→ **Work to do**:
1. Using the referee comment, decide whether each statement below agrees with it. Answer yes or no for each, and quote the deciding words exactly.
(a) The referee judges the approach successful despite the size of the area examined.
(b) The referee proposes that the real Introduction be followed by possibly three sections.
(c) In the paper as reviewed, section 1 is followed by a section titled "2. Conclusions".
2. Please output the passage of the referee comment from "Bénédicte Donniol Jouve, Anne Socquet, Céline Beauval, Jesús" up to and including "high seismotectonic heterogeneity.".
3. Render this sentence from the referee comment in French: "This is a quite interesting paper which focuses on the comparison of geodetic and seismic moment rates across Europe."

* begin Quoted passage *

Consistency between a strain rate model and the ESHM20 earthquake rate forecast in Europe: insights for seismic hazard

Bénédicte Donniol Jouve, Anne Socquet, Céline Beauval, Jesus Piña Valdès, and Laurentiu Danciu

Nat. Hazards Earth Syst. Sci., 25, 1789–1809, https://doi.org/10.5194/nhess-25-1789-2025,https://doi.org/10.5194/nhess-25-1789-2025, 2025

Short summary

Bénédicte Donniol Jouve, Anne Socquet, Céline Beauval, Jesús Piña Valdès, and Laurentiu Danciu

Interactive discussion

Status: closed

RC1:
'Comment on egusphere-2024-787', Anonymous Referee #1, 17 Jun 2024

This is a quite interesting paper which focuses on the comparison of geodetic and seismic moment rates across Europe. The approach is successful in spite of the large area examined and its high seismotectonic heterogeneity.

A major issue which needs revision is the organization of the paper. In lines 61-64 the authors claim that “In a first step, we present the datasets and methods used to compute the seismic and geodetic moments integrated in space and time and to explore the uncertainties. Next, we compare the estimated seismic and geodetic moments in the different seismogenic source zones of ESHM20 that covers the Euro-Mediteranean region. We then discuss the parameters that influence the most the compatibility in both high and low-to moderate seismic activity.” However, the overall structure of the paper is inconsistent with the claim. Namely, there is a main section “1. Introduction” and all the material of the paper is presented within this section with sub-sections numbers ranging from 1.1 to 1.5. Section 1 is followed by section “2. Conclusions”.

I recommend the drastic reorganization of the paper’s structure in a way that makes clear the “real” Introduction, which should be followed by an appropriate number of sections, possibly four, devoted to “Methods and Data”, “Results”, “Discussion”, and “Conclusions”.

Other comments.

47-49. “In the Hellenic arc, Jenny et al. (2004), found that the maximum magnitudes required for the earthquake recurrence models to be moment-balanced were unrealistic and concluded that a large part of the strain is released in aseismic processes”. However, this fundamental result has been supported by previous authors, including Papadopoulos (1989) and Becker & Meier (2010).

* end Quoted passage *
* begin Data supplied *

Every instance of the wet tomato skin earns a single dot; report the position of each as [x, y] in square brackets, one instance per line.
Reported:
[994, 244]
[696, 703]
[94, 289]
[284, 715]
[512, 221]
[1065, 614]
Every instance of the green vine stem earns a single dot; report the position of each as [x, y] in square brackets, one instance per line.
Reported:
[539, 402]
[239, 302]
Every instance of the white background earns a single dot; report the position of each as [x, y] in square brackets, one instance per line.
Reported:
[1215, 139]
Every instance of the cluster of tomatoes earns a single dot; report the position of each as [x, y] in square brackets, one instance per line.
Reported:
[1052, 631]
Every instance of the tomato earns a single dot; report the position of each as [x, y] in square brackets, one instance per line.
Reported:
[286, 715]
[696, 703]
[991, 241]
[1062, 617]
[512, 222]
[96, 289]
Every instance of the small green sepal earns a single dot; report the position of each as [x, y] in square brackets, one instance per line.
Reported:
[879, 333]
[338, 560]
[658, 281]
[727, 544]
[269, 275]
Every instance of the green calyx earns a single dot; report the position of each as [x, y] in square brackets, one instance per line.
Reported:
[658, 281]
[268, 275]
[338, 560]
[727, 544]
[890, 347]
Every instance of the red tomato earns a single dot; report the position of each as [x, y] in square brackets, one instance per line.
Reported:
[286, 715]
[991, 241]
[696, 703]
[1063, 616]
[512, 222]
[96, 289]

* end Data supplied *
* begin Data supplied *

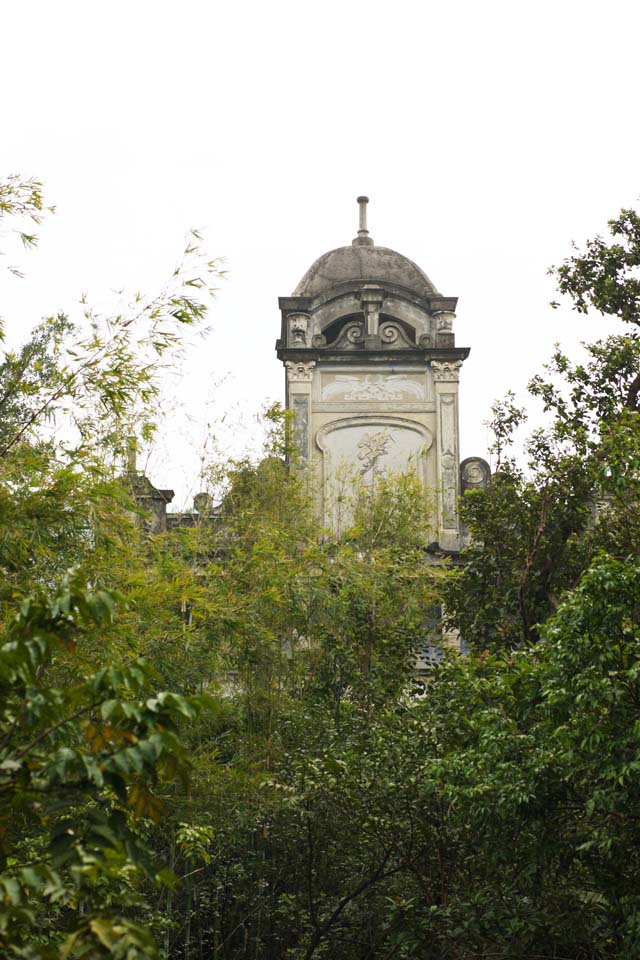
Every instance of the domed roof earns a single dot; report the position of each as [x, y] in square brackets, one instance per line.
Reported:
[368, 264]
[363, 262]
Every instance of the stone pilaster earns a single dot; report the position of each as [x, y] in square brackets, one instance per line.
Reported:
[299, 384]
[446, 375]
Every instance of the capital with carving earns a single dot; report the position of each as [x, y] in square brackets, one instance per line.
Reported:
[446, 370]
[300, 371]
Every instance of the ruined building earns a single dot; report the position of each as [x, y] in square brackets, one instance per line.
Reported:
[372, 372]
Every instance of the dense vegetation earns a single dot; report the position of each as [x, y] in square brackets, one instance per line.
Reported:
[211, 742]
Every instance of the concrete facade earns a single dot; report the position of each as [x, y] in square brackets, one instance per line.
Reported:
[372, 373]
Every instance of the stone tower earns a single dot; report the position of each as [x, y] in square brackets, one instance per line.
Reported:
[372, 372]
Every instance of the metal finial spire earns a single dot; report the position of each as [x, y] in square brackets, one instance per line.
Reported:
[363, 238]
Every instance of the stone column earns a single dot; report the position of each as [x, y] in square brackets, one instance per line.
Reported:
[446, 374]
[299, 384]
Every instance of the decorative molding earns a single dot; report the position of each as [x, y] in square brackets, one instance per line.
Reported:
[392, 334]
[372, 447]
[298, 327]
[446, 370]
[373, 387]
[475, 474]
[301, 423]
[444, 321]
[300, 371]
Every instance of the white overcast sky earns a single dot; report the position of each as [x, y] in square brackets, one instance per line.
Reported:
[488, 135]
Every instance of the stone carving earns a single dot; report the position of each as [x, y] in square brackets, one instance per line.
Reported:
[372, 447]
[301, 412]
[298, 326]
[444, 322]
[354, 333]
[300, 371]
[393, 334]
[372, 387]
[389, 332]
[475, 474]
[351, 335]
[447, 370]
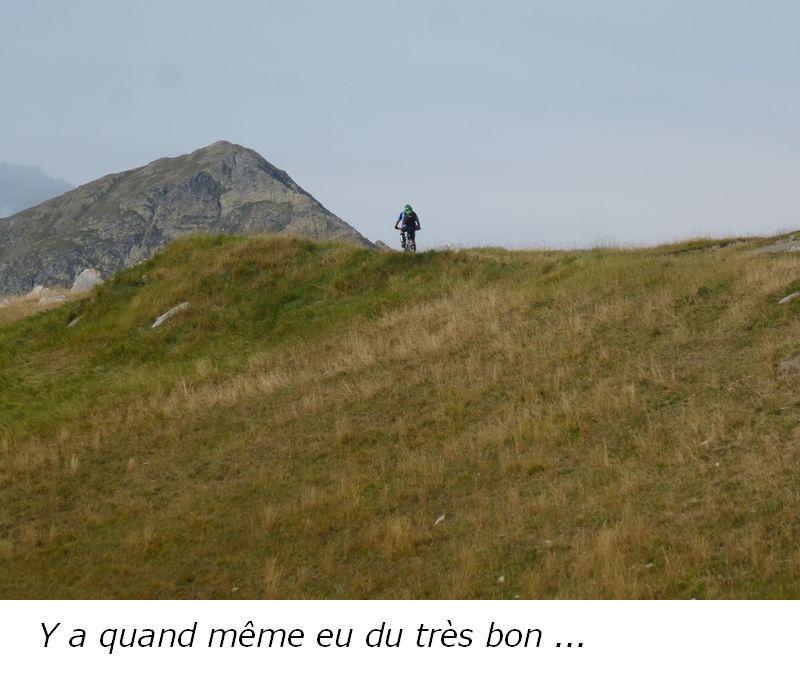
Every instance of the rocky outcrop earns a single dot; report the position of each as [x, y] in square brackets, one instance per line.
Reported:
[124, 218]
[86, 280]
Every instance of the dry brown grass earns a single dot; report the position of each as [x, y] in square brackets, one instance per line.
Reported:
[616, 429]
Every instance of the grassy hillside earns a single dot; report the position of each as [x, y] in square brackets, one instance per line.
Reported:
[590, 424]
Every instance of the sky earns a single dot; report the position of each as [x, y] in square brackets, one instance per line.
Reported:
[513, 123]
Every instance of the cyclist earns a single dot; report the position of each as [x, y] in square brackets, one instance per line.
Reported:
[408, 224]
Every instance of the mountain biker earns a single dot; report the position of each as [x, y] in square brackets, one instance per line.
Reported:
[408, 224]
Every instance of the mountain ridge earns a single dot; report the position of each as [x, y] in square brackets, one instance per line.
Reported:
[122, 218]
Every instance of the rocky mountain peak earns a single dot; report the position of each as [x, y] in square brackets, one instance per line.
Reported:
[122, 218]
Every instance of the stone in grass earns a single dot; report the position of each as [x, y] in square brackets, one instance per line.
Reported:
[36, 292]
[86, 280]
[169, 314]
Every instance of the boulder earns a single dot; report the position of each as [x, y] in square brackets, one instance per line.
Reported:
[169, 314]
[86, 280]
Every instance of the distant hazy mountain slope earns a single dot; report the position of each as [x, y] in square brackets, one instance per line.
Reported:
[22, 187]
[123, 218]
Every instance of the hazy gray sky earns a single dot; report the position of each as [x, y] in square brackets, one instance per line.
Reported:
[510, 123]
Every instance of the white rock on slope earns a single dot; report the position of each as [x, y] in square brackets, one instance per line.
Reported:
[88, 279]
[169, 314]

* end Data supplied *

→ **The solutions**:
1.
(a) Yes: "The approach is successful in spite of the large area examined and its high seismotectonic heterogeneity."
(b) No: "which should be followed by an appropriate number of sections, possibly four"
(c) Yes: "Section 1 is followed by section “2. Conclusions”."

2.
Bénédicte Donniol Jouve, Anne Socquet, Céline Beauval, Jesús Piña Valdès, and Laurentiu Danciu

Interactive discussion

Status: closed

RC1:
'Comment on egusphere-2024-787', Anonymous Referee #1, 17 Jun 2024

This is a quite interesting paper which focuses on the comparison of geodetic and seismic moment rates across Europe. The approach is successful in spite of the large area examined and its high seismotectonic heterogeneity.

3. Il s'agit d'un article assez intéressant qui porte sur la comparaison des taux de moment géodésique et sismique à travers l'Europe.